> Trecho do documento:
IV. Métodos de Interpretação Constitucional
1. Método Tópico
Este método da hermenêutica jurídica é reconduzido por Theodor Viehweg, de forma renovadora através de sua obra Topik and Jurisprudenz. Este fora resultado de indagações diante os conceitos e funções do Direito, o Estado e a Constituição.
Este método também foi utilizado por Aristóteles, que resumia seu método através do consenso da maioria e verdade evidente, "o que a todos, ou a grande maioria ou aos doutos se lhes afigurava verdadeiro" [19]. Esta também fora defendida contra o ideal dos cartesianos e seus métodos matemáticos através de Vico na Idade Moderna, o que não durara muito, não resistindo e caindo no esquecimento devido ao domínio filosófico e cartesiano.
No entanto o método tópico, como já dito, retorna devida a grande descrença do positivismo racionalista, o Professor Bonavides acrescenta que:
"Ocorreu, porém a exaustão posterior do positivismo racionalista, a para da descrença generalizada em suas soluções, fez inevitável a ressurreição da tópica como método. Tal se verificou na esfera do Direito há mais de vinte anos, graças a Theodor Viehweg, em razão justamente da insuficiência do método ‘científico’ dos naturalistas e também do malogro das correntes idealistas que procuraram por outras vias resolver com exclusividade o problema do método, afastando-se dos esquemas clássicos de inspiração objetiva" (20).

> Requisitos da tarefa: Extraia na íntegra o trecho sobre o método tópico, sem mudar nenhuma palavra. As linhas de dados não são necessárias.

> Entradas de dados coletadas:
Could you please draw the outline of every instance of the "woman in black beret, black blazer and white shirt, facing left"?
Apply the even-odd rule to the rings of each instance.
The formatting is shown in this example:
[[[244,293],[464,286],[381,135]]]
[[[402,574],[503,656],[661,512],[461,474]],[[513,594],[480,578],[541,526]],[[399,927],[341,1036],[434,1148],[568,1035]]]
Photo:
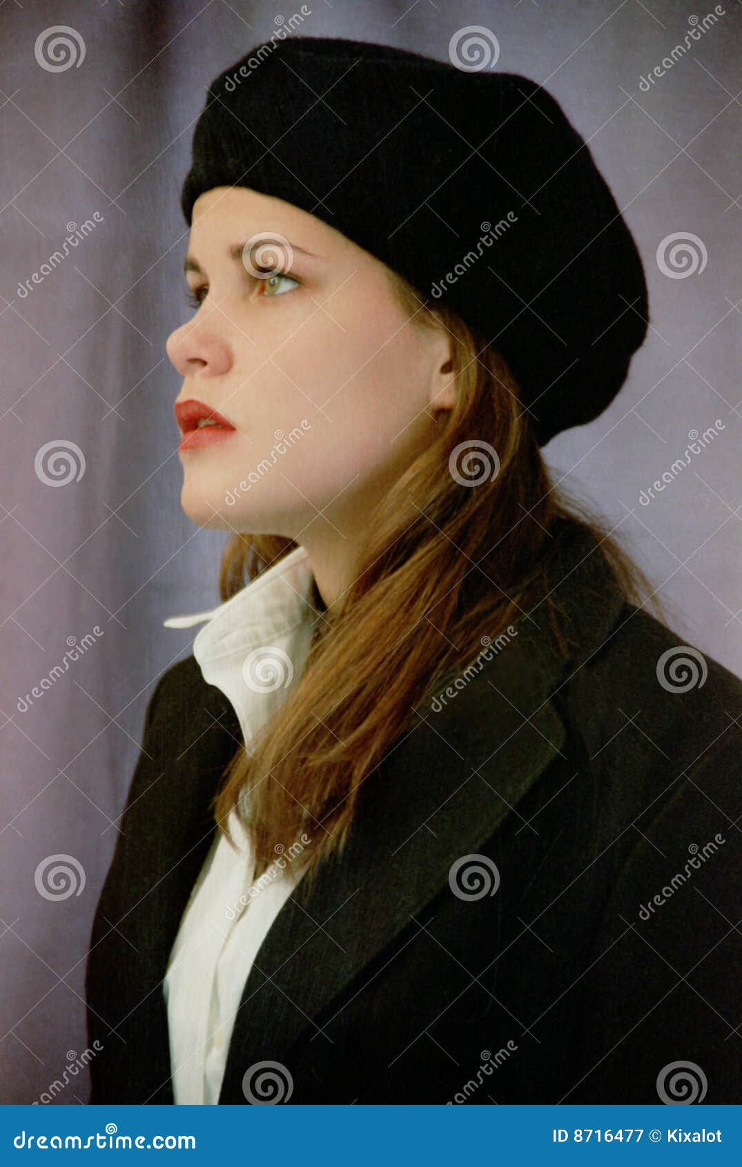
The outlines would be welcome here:
[[[181,202],[182,505],[231,537],[166,621],[91,1100],[738,1102],[742,683],[540,452],[646,331],[587,146],[524,77],[274,37]]]

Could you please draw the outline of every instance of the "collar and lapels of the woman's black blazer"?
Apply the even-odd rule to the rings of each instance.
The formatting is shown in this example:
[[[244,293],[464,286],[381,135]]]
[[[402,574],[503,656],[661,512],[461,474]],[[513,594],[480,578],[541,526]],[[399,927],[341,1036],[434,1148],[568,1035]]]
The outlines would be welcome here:
[[[312,895],[294,888],[270,929],[245,984],[219,1102],[244,1102],[245,1068],[286,1058],[303,1030],[322,1042],[334,999],[442,890],[454,861],[476,854],[555,757],[567,728],[552,699],[610,635],[623,595],[598,545],[573,525],[551,588],[562,612],[570,657],[556,651],[544,606],[517,624],[517,635],[474,672],[439,712],[429,700],[365,781],[359,812],[342,857],[320,868]],[[235,712],[224,694],[204,690],[198,703],[211,729],[188,755],[187,813],[158,838],[166,871],[180,879],[174,896],[156,889],[145,910],[162,925],[153,985],[161,981],[181,913],[212,838],[208,802],[226,756]],[[220,742],[220,745],[219,745]],[[232,741],[231,752],[235,742]],[[170,795],[172,797],[172,795]],[[162,819],[167,823],[167,817]],[[524,819],[525,823],[525,819]],[[524,829],[533,830],[533,826]],[[184,861],[186,860],[186,861]],[[175,876],[175,872],[180,875]],[[166,1100],[159,1097],[156,1100]]]

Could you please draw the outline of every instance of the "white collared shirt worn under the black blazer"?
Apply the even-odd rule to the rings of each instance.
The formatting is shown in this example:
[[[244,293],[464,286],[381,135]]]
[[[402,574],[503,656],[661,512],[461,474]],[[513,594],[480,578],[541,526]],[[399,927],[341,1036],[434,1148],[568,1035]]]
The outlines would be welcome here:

> Espaço da resposta:
IV. Métodos de Interpretação Constitucional
1. Método Tópico
Este método da hermenêutica jurídica é reconduzido por Theodor Viehweg, de forma renovadora através de sua obra Topik and Jurisprudenz. Este fora resultado de indagações diante os conceitos e funções do Direito, o Estado e a Constituição.
Este método também foi utilizado por Aristóteles, que resumia seu método através do consenso da maioria e verdade evidente, "o que a todos, ou a grande maioria ou aos doutos se lhes afigurava verdadeiro" [19]. Esta também fora defendida contra o ideal dos cartesianos e seus métodos matemáticos através de Vico na Idade Moderna, o que não durara muito, não resistindo e caindo no esquecimento devido ao domínio filosófico e cartesiano.
No entanto o método tópico, como já dito, retorna devida a grande descrença do positivismo racionalista, o Professor Bonavides acrescenta que:
"Ocorreu, porém a exaustão posterior do positivismo racionalista, a para da descrença generalizada em suas soluções, fez inevitável a ressurreição da tópica como método. Tal se verificou na esfera do Direito há mais de vinte anos, graças a Theodor Viehweg, em razão justamente da insuficiência do método ‘científico’ dos naturalistas e também do malogro das correntes idealistas que procuraram por outras vias resolver com exclusividade o problema do método, afastando-se dos esquemas clássicos de inspiração objetiva" (20).